Dataset excerpts on object pointing:
══════
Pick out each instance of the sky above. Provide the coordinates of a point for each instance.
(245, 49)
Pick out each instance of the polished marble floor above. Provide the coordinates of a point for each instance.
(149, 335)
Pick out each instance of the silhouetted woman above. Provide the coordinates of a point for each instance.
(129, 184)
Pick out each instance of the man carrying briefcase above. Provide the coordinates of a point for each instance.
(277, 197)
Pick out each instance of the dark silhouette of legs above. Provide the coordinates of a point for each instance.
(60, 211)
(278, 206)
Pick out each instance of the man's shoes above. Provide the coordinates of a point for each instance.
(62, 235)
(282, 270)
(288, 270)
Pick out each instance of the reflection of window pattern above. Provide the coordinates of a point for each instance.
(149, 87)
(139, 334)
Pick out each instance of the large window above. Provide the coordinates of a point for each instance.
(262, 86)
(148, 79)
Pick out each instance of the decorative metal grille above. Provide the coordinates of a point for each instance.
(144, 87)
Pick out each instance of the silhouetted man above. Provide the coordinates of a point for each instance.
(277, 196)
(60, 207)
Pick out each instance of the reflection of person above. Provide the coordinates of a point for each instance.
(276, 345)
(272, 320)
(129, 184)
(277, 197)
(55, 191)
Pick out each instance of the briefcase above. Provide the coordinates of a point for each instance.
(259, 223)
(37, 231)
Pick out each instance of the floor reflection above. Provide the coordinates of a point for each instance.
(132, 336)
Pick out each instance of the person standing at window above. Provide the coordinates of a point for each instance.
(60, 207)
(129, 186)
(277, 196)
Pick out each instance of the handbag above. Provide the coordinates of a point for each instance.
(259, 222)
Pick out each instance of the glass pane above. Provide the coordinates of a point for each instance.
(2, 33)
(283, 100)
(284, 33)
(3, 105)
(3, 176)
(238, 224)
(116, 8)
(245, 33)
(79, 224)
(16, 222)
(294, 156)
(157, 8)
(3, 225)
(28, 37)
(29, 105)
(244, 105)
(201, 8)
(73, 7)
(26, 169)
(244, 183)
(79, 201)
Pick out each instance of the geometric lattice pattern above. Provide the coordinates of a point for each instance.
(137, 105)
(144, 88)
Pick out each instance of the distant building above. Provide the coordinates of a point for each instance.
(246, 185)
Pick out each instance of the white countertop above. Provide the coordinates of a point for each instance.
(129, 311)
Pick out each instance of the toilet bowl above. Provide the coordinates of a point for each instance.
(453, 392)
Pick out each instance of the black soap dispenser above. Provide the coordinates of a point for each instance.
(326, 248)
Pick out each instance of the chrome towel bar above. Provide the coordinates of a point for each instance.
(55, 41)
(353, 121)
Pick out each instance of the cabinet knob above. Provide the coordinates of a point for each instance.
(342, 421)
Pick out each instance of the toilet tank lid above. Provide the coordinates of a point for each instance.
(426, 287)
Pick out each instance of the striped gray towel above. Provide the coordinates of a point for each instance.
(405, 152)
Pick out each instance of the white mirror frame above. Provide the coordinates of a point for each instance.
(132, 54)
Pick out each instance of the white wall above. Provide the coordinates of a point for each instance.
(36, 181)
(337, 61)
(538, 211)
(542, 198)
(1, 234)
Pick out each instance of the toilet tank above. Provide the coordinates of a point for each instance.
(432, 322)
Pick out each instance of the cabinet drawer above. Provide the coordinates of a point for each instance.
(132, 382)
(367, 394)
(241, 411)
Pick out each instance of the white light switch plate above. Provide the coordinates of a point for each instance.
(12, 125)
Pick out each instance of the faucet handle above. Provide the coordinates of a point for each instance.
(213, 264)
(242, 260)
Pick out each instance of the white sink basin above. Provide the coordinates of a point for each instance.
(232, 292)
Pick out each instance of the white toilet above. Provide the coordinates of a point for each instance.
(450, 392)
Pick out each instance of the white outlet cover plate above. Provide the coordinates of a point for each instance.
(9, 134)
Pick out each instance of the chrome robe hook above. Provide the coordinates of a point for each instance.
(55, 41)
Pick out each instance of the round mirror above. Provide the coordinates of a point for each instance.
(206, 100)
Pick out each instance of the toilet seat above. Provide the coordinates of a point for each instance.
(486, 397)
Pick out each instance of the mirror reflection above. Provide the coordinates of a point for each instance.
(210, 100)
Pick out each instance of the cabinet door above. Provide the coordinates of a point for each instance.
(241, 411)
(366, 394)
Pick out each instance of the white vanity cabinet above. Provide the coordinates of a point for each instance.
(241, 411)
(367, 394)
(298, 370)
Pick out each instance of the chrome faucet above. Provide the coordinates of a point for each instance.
══════
Brief: Render all the rows as a numbered list, with blank lines omitted.

Task response:
1. Pick out each instance of the sky above. Provide the coordinates of a point for each instance.
2. (245, 49)
3. Pick out each instance of the polished marble floor above. Provide the coordinates of a point for each instance.
4. (149, 335)
5. Pick out each instance of the silhouetted woman above. Provide the coordinates of a point for each instance.
6. (129, 184)
7. Pick out each instance of the man carrying briefcase above. Provide the coordinates of a point for each instance.
8. (277, 197)
9. Pick out each instance of the dark silhouette of legs above. Provide the coordinates of a point for each instance.
10. (60, 211)
11. (278, 206)
12. Pick out each instance of the man's shoes above. Provide the coordinates of a point for each instance.
13. (62, 235)
14. (282, 270)
15. (288, 270)
16. Pick out each instance of the reflection of window pattern above. Provide the coordinates of a point for each instance.
17. (149, 87)
18. (139, 334)
19. Pick out each instance of the large window above. Provide the coordinates of a point for each instance.
20. (262, 86)
21. (148, 79)
22. Pick out each instance of the decorative metal grille above. Provide the coordinates of a point for each instance.
23. (144, 87)
24. Pick out each instance of the silhouetted man above. Provide the coordinates of a point for each instance.
25. (277, 196)
26. (60, 207)
27. Pick out each instance of the reflection of person above. Provide the coordinates of a point for each instance.
28. (276, 345)
29. (272, 320)
30. (129, 184)
31. (277, 197)
32. (55, 191)
33. Pick out each instance of the briefcase above. Provide the coordinates of a point for each instance.
34. (259, 223)
35. (37, 231)
36. Pick out each instance of the floor reflection above. Provide the coordinates of a point for each instance.
37. (132, 336)
38. Pick out each instance of the person standing at window above. Provide the coordinates of a point for each instance.
39. (60, 207)
40. (129, 186)
41. (277, 196)
42. Pick out each instance of the handbag above. Provide the coordinates of a point for each instance.
43. (259, 222)
44. Pick out each instance of the glass pane above. Provide the coordinates of a point for each instance.
45. (2, 33)
46. (283, 100)
47. (284, 33)
48. (3, 105)
49. (3, 176)
50. (238, 224)
51. (116, 8)
52. (245, 33)
53. (79, 224)
54. (16, 222)
55. (294, 156)
56. (157, 8)
57. (3, 225)
58. (28, 37)
59. (29, 105)
60. (244, 105)
61. (201, 8)
62. (73, 7)
63. (26, 169)
64. (244, 183)
65. (79, 201)
66. Pick out each instance of the geometric lattice pattern above. Provide the coordinates of a point for each instance.
67. (137, 105)
68. (144, 88)
69. Pick out each instance of the distant building above. Provide the coordinates of a point for each instance.
70. (246, 185)
71. Pick out each instance of the white countertop above. Provide the coordinates of a point for each instance.
72. (129, 311)
73. Pick out each instance of the toilet bowl above. Provide the coordinates of a point for each instance.
74. (453, 392)
75. Pick out each instance of the black soap dispenser above. Provide the coordinates of a point for each instance.
76. (326, 248)
77. Pick out each instance of the chrome towel bar above. Provide the coordinates of a point for each instance.
78. (55, 41)
79. (353, 121)
80. Pick out each instance of the cabinet knob above. Provide the coordinates of a point for each instance.
81. (342, 421)
82. Pick out each instance of the toilet tank lid above. Provide the coordinates of a point for each instance.
83. (426, 287)
84. Pick out each instance of the striped gray towel above. Provide the coordinates of a point for each instance.
85. (405, 152)
86. Pick out each instance of the white mirror frame above. Provide the coordinates of a point for each instance.
87. (132, 54)
88. Pick out each instance of the white wall above. Provide the coordinates of a point for each instance.
89. (36, 181)
90. (337, 61)
91. (538, 211)
92. (542, 198)
93. (1, 234)
94. Pick out each instance of the toilet tank above. Provide the coordinates of a point for each instance.
95. (432, 322)
96. Pick out each instance of the cabinet drawer above. Provide the coordinates of a point for each instance.
97. (132, 382)
98. (367, 394)
99. (241, 411)
100. Pick out each instance of the white light switch plate above. Provide the coordinates of a point for each instance.
101. (12, 125)
102. Pick out each instance of the faucet handle above. Provide the coordinates of a point for each instance.
103. (213, 264)
104. (242, 260)
105. Pick out each instance of the white sink basin above. Provide the coordinates of a point for each instance.
106. (232, 292)
107. Pick out each instance of the white toilet above. Provide the coordinates of a point for each instance.
108. (450, 392)
109. Pick out each instance of the white outlet cover plate above. Provide the coordinates of a point for each instance.
110. (9, 134)
111. Pick out each instance of the chrome robe hook above. Provide the coordinates of a point for each instance.
112. (55, 41)
113. Pick out each instance of the round mirror above. Provide the coordinates of a point for each instance.
114. (206, 100)
115. Pick out each instance of the toilet seat above. Provide the coordinates of a point for each instance.
116. (486, 397)
117. Pick out each instance of the mirror reflection above. Provide the coordinates of a point for each instance.
118. (210, 100)
119. Pick out each instance of the cabinet door above. Provide the coordinates of a point for each instance.
120. (241, 411)
121. (366, 394)
122. Pick out each instance of the white vanity cabinet above. Provide the coordinates of a point for each instance.
123. (241, 411)
124. (367, 394)
125. (298, 370)
126. Pick out each instance of the chrome faucet above. Provide the coordinates of a point for each instance.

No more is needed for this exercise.